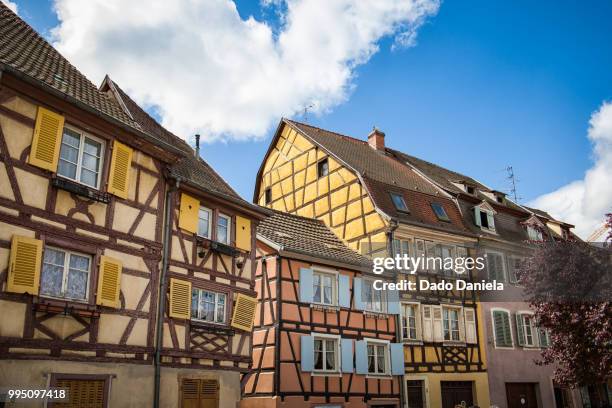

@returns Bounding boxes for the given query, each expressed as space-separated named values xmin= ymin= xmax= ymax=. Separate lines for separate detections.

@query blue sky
xmin=10 ymin=0 xmax=612 ymax=209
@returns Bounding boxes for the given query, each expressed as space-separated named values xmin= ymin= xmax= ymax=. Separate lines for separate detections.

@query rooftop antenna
xmin=506 ymin=165 xmax=521 ymax=202
xmin=302 ymin=103 xmax=314 ymax=122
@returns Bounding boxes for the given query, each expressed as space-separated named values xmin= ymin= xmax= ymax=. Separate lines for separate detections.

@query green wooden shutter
xmin=474 ymin=207 xmax=482 ymax=227
xmin=494 ymin=310 xmax=512 ymax=347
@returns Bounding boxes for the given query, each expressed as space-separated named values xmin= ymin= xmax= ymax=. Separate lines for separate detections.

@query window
xmin=317 ymin=158 xmax=329 ymax=178
xmin=466 ymin=185 xmax=475 ymax=195
xmin=440 ymin=245 xmax=455 ymax=276
xmin=191 ymin=288 xmax=226 ymax=324
xmin=314 ymin=335 xmax=339 ymax=372
xmin=366 ymin=340 xmax=389 ymax=375
xmin=507 ymin=256 xmax=523 ymax=284
xmin=496 ymin=195 xmax=504 ymax=203
xmin=538 ymin=327 xmax=551 ymax=348
xmin=486 ymin=252 xmax=506 ymax=282
xmin=264 ymin=188 xmax=272 ymax=205
xmin=393 ymin=238 xmax=411 ymax=257
xmin=313 ymin=270 xmax=336 ymax=306
xmin=492 ymin=309 xmax=513 ymax=348
xmin=57 ymin=126 xmax=104 ymax=188
xmin=40 ymin=247 xmax=91 ymax=301
xmin=479 ymin=211 xmax=489 ymax=228
xmin=363 ymin=278 xmax=386 ymax=313
xmin=50 ymin=375 xmax=109 ymax=408
xmin=475 ymin=206 xmax=495 ymax=230
xmin=443 ymin=307 xmax=461 ymax=341
xmin=401 ymin=303 xmax=420 ymax=340
xmin=390 ymin=193 xmax=408 ymax=212
xmin=198 ymin=206 xmax=212 ymax=239
xmin=217 ymin=213 xmax=231 ymax=244
xmin=519 ymin=313 xmax=537 ymax=347
xmin=431 ymin=203 xmax=450 ymax=222
xmin=527 ymin=225 xmax=543 ymax=241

# WORK REQUEST:
The copy must include every record exactly and none of the pictures.

# RESPONSE TO THE TASK:
@returns Bounding boxes for the given query, each expressed as space-separated named values xmin= ymin= xmax= ymax=. Separate lines for separate detections.

@query blue sky
xmin=10 ymin=0 xmax=612 ymax=209
@returns Bounding boxes for the given query, each expressed as space-separated named values xmin= ymin= xmax= ymax=. Separate lines for separate detections.

@query rooftop antenna
xmin=506 ymin=165 xmax=521 ymax=202
xmin=302 ymin=103 xmax=314 ymax=122
@returns Bounding boxes for the given query, each expressed as space-separated named values xmin= ymin= xmax= ymax=. Separate lines for separate detections.

@query green wooden shutter
xmin=474 ymin=207 xmax=482 ymax=227
xmin=494 ymin=310 xmax=512 ymax=347
@returns Bounding boxes for the given query, each expressed as space-separated named values xmin= ymin= xmax= ymax=. Separate lines for separate detections.

@query window
xmin=317 ymin=158 xmax=329 ymax=178
xmin=466 ymin=185 xmax=475 ymax=195
xmin=440 ymin=245 xmax=455 ymax=276
xmin=191 ymin=288 xmax=226 ymax=324
xmin=314 ymin=335 xmax=339 ymax=372
xmin=366 ymin=340 xmax=389 ymax=375
xmin=507 ymin=256 xmax=523 ymax=284
xmin=496 ymin=195 xmax=504 ymax=203
xmin=538 ymin=327 xmax=551 ymax=348
xmin=486 ymin=252 xmax=506 ymax=282
xmin=264 ymin=188 xmax=272 ymax=205
xmin=393 ymin=238 xmax=411 ymax=257
xmin=313 ymin=270 xmax=336 ymax=306
xmin=492 ymin=309 xmax=513 ymax=348
xmin=57 ymin=126 xmax=104 ymax=188
xmin=40 ymin=247 xmax=91 ymax=301
xmin=479 ymin=211 xmax=489 ymax=228
xmin=363 ymin=278 xmax=386 ymax=313
xmin=50 ymin=375 xmax=109 ymax=408
xmin=475 ymin=206 xmax=495 ymax=230
xmin=443 ymin=307 xmax=461 ymax=341
xmin=401 ymin=303 xmax=420 ymax=340
xmin=390 ymin=193 xmax=408 ymax=212
xmin=198 ymin=206 xmax=212 ymax=239
xmin=217 ymin=213 xmax=231 ymax=244
xmin=519 ymin=313 xmax=537 ymax=347
xmin=431 ymin=203 xmax=450 ymax=222
xmin=527 ymin=225 xmax=543 ymax=241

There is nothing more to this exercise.